(Outline labeling records)
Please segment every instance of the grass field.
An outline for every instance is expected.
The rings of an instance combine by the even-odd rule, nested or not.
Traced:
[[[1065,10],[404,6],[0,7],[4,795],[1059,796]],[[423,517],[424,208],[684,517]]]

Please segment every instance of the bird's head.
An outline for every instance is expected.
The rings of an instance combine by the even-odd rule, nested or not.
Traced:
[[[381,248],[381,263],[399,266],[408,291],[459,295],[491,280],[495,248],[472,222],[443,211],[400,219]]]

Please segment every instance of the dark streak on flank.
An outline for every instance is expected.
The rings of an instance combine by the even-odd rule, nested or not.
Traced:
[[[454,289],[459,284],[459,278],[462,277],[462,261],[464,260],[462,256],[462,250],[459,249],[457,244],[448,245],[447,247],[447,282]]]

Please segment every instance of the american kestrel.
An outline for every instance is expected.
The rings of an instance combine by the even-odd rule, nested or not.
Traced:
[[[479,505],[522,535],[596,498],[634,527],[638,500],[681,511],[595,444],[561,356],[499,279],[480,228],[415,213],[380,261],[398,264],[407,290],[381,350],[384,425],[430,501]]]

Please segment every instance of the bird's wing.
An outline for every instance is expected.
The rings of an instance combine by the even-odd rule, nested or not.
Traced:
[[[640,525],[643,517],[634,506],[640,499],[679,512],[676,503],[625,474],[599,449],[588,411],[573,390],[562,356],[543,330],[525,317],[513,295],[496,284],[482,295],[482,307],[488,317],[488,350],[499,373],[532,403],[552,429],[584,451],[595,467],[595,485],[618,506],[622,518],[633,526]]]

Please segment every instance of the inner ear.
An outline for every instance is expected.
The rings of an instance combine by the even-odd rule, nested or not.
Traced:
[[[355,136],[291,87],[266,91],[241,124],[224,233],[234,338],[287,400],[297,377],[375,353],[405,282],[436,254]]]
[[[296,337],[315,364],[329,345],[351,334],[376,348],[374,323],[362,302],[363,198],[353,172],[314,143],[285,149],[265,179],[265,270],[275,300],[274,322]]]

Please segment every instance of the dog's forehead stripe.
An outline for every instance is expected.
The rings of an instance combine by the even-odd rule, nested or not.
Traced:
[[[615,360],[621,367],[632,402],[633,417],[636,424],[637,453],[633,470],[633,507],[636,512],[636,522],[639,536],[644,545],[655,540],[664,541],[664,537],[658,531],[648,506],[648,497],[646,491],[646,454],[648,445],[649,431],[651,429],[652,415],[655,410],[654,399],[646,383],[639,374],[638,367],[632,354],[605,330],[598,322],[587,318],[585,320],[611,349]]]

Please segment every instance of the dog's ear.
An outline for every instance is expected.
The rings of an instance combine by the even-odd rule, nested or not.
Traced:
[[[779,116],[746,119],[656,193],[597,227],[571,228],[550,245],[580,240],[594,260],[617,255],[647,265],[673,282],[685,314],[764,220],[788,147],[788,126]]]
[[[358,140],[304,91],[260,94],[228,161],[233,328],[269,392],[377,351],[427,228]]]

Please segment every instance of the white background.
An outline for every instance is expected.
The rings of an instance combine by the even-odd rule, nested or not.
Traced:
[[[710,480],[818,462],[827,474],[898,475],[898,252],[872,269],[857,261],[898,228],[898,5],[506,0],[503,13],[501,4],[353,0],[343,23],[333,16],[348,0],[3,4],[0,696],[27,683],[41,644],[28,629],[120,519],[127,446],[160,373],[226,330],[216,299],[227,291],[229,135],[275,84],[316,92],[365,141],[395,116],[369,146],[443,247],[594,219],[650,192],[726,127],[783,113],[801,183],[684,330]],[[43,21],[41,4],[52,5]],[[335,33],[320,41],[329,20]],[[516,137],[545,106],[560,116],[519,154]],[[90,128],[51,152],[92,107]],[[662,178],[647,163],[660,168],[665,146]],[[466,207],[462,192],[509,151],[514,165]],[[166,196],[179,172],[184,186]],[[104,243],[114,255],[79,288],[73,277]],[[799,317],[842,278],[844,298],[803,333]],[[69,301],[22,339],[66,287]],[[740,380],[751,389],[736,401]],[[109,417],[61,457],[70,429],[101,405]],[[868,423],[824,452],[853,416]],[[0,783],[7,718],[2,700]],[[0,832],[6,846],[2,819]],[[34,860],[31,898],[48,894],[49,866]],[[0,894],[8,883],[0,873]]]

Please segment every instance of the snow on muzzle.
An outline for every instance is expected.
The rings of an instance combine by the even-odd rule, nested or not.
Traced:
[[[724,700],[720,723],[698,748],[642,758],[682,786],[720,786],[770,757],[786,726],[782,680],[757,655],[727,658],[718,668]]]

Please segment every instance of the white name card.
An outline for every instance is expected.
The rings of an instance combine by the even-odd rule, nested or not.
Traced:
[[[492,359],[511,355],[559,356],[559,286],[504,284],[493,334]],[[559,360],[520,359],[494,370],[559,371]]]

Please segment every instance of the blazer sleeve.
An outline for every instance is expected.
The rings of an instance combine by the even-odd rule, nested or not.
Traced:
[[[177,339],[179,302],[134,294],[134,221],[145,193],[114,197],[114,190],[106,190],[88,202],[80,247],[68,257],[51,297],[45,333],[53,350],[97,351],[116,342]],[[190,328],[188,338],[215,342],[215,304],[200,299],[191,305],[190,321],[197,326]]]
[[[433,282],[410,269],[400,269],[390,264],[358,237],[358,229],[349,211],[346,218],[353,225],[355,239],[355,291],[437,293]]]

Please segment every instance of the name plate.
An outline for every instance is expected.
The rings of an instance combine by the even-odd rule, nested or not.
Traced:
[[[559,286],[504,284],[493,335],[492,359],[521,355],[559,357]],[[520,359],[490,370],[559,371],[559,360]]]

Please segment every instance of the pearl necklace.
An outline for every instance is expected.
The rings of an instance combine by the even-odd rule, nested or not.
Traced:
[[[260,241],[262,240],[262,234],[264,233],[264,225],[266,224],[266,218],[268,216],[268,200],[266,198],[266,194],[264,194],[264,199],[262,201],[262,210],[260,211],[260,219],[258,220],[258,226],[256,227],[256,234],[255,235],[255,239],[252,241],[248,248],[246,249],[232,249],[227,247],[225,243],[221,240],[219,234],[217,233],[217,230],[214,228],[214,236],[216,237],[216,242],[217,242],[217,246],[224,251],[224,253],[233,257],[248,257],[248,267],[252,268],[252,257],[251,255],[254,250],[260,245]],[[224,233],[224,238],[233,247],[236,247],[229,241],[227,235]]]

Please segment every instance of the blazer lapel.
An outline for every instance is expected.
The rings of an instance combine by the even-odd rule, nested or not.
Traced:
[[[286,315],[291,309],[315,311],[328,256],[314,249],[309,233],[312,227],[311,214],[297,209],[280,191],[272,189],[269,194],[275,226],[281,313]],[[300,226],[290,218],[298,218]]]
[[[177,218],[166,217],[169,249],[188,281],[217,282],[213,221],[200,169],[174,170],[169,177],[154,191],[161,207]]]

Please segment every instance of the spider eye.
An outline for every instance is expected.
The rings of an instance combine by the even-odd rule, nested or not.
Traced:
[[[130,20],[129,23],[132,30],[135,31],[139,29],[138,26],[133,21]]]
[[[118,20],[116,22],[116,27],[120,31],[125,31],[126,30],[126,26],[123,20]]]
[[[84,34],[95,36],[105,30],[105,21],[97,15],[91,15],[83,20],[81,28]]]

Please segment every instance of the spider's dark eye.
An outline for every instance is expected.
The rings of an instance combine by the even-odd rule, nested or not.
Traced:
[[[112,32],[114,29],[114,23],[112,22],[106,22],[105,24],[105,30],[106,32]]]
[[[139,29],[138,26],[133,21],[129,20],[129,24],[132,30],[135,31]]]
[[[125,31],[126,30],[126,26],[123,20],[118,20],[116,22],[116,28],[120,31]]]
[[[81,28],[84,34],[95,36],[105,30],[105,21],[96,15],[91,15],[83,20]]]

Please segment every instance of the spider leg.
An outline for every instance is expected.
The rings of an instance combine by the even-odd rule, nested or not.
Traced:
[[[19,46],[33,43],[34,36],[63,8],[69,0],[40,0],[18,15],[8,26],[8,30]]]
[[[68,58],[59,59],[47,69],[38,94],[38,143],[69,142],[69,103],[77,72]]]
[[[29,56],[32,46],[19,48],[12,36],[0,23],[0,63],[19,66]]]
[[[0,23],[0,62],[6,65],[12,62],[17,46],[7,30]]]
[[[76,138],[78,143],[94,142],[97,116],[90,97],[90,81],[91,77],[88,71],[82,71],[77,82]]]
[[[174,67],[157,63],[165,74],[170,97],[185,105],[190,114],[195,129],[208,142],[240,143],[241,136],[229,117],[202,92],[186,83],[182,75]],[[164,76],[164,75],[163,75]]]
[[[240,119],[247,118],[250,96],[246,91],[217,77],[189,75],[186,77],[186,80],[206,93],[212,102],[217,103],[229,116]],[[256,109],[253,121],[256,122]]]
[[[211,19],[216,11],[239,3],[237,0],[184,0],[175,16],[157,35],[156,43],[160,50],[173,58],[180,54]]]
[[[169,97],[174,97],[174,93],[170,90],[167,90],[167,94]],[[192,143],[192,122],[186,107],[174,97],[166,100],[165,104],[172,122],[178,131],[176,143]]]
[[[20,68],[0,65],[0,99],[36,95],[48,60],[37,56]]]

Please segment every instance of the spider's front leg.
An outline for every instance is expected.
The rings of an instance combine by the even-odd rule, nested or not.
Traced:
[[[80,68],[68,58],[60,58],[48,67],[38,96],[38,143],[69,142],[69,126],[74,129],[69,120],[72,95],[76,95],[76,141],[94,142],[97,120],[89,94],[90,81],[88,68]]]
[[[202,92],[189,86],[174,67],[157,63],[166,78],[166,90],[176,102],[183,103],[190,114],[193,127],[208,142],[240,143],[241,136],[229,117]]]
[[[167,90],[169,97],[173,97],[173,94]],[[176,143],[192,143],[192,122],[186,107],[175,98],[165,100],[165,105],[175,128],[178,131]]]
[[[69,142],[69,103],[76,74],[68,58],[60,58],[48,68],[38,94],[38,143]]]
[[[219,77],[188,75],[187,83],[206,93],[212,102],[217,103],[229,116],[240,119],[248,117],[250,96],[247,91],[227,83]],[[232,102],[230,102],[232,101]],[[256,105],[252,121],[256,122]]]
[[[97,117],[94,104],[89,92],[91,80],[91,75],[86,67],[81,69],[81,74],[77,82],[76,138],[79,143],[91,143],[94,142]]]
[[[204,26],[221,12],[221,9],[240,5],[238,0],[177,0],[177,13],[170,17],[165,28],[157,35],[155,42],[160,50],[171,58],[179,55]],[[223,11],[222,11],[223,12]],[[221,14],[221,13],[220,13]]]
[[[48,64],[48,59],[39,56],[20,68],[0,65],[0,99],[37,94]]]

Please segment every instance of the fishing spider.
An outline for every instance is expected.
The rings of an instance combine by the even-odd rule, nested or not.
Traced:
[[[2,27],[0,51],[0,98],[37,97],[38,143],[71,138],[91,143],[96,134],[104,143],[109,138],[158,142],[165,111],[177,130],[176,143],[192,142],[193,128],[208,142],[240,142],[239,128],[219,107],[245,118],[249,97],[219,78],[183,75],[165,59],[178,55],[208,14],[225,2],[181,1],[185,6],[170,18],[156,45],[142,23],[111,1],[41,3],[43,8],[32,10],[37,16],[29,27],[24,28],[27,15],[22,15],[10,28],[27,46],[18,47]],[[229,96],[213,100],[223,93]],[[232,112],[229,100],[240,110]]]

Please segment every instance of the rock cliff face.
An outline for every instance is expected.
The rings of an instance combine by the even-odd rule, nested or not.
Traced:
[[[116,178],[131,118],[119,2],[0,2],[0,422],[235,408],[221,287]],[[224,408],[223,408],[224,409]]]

The problem. Could you arrange everything from the line containing "Please segment every instance of the rock" down to the end of the records as a JSON list of strings, one string per line, leaving out blank lines?

Task response.
[
  "Please segment every instance of the rock cliff face.",
  "An outline for every instance is expected.",
  "The rings of an instance combine by the even-odd rule, nested or not.",
  "Traced:",
  "[[[116,178],[131,118],[119,2],[0,2],[0,422],[235,408],[221,287]],[[224,408],[223,408],[224,409]]]"
]